• EXERCISE DIRECTIONS: Reproduce each of the entries below word for word, with no changes.
★ ★ ★ ★ ★ ★ ★
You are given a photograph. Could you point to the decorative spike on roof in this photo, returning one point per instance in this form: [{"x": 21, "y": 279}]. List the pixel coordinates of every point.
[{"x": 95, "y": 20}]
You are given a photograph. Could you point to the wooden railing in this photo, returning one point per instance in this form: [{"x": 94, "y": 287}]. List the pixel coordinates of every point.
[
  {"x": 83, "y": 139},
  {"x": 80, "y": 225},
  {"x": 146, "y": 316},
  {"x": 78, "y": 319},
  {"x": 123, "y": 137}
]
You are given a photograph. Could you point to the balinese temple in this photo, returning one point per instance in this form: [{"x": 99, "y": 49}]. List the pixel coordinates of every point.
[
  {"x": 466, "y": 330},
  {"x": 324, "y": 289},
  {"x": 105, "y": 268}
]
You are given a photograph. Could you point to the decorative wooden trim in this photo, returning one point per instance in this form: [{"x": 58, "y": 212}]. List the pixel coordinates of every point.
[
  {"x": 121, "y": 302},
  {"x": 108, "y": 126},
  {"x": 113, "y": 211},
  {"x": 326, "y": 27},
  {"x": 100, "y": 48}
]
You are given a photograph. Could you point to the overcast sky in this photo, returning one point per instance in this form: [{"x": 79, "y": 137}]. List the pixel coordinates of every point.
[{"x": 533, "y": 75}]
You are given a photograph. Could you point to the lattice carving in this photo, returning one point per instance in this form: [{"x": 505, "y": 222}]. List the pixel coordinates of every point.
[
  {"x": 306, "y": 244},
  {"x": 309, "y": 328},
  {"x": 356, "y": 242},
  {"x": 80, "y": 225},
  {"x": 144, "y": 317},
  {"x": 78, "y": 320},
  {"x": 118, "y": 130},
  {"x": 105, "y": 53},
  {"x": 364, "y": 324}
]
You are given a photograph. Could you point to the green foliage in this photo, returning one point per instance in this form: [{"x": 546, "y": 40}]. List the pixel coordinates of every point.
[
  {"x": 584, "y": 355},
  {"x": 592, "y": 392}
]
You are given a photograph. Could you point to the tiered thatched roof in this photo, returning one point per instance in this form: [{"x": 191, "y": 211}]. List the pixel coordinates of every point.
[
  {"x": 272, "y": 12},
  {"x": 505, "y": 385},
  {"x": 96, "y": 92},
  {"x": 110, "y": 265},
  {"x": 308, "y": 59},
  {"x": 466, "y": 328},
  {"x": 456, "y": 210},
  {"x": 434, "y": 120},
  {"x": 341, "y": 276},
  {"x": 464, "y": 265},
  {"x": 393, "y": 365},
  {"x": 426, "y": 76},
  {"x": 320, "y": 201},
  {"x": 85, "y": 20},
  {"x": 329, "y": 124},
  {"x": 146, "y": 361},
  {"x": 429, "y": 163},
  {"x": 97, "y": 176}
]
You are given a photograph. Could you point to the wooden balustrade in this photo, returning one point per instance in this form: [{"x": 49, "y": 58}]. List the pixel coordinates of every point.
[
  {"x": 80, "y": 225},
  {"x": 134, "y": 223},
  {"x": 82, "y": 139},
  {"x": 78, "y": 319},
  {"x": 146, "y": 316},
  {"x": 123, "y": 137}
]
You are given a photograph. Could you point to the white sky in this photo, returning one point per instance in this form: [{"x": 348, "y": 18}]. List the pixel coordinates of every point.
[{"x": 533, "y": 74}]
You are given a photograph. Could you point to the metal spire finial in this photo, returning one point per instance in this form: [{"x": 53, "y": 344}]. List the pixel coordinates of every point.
★ ★ ★ ★ ★ ★ ★
• ANSWER TO THE EXERCISE:
You are given a photograph. Could you point to the decorative spike on roof in this photo, returning one point per instance in this form: [{"x": 21, "y": 279}]. List the pixel coordinates of every point.
[{"x": 95, "y": 20}]
You are given a photograph. Could you point to the wooden railing in this photo, returning one point per instance in this form: [{"x": 94, "y": 287}]. List the pixel coordinates of every point.
[
  {"x": 83, "y": 139},
  {"x": 80, "y": 225},
  {"x": 146, "y": 316},
  {"x": 78, "y": 319},
  {"x": 123, "y": 137}
]
You are given a photograph. Could you point to the balinese temple in this photo, returning one point per instance in this form: [{"x": 99, "y": 49}]. List the pixel coordinates of every point.
[
  {"x": 466, "y": 330},
  {"x": 324, "y": 289},
  {"x": 105, "y": 268}
]
You are given a photograph. Could you point to the decorative wooden trim in this photo, returning one point per instance in this form: [{"x": 58, "y": 212}]. List the pixel coordinates of every point.
[
  {"x": 121, "y": 302},
  {"x": 108, "y": 126},
  {"x": 113, "y": 211},
  {"x": 326, "y": 27},
  {"x": 100, "y": 48}
]
You are given a photograph. Could you point to the overcast sky in this photo, returning one point per instance in this form: [{"x": 79, "y": 137}]. List the pixel coordinates of every point.
[{"x": 533, "y": 75}]
You are given a photograph. Could you point to the lattice carving in this photo, returning one point per instance in this form: [{"x": 505, "y": 222}]. List the pixel coordinates of every point.
[
  {"x": 306, "y": 244},
  {"x": 309, "y": 328},
  {"x": 356, "y": 242},
  {"x": 80, "y": 225},
  {"x": 144, "y": 317},
  {"x": 78, "y": 320},
  {"x": 118, "y": 130},
  {"x": 105, "y": 53},
  {"x": 364, "y": 324}
]
You are given a photograph. Could you point to the green foliage in this photo, returning one point per instance in this form: [{"x": 546, "y": 40}]. List the pixel coordinates of every point.
[
  {"x": 584, "y": 355},
  {"x": 592, "y": 392}
]
You are given a photograph. Could you point to the tiered thatched roof in this photo, returning one point per instance in this form: [{"x": 191, "y": 211}]. List the pixel coordinates of every point.
[
  {"x": 272, "y": 12},
  {"x": 505, "y": 385},
  {"x": 96, "y": 92},
  {"x": 110, "y": 265},
  {"x": 308, "y": 59},
  {"x": 466, "y": 328},
  {"x": 456, "y": 210},
  {"x": 434, "y": 120},
  {"x": 341, "y": 276},
  {"x": 464, "y": 265},
  {"x": 393, "y": 365},
  {"x": 426, "y": 76},
  {"x": 320, "y": 201},
  {"x": 85, "y": 20},
  {"x": 329, "y": 124},
  {"x": 146, "y": 361},
  {"x": 429, "y": 163},
  {"x": 97, "y": 176}
]
You are given a photograph. Could you point to the wooden balustrade in this photo, returning one point per instance in this form: [{"x": 49, "y": 58}]. List the pixel coordinates of every point.
[
  {"x": 80, "y": 225},
  {"x": 134, "y": 223},
  {"x": 82, "y": 139},
  {"x": 78, "y": 319},
  {"x": 146, "y": 316},
  {"x": 123, "y": 137}
]
You are given a photograph. Could you point to the white sky in this photo, returning one point per instance in this form: [{"x": 348, "y": 18}]. List the pixel coordinates of every point.
[{"x": 533, "y": 74}]
You are given a photograph. Could you point to the metal spire finial in this photo, returning one point per instance in this form: [{"x": 53, "y": 344}]. List the pixel coordinates of every point.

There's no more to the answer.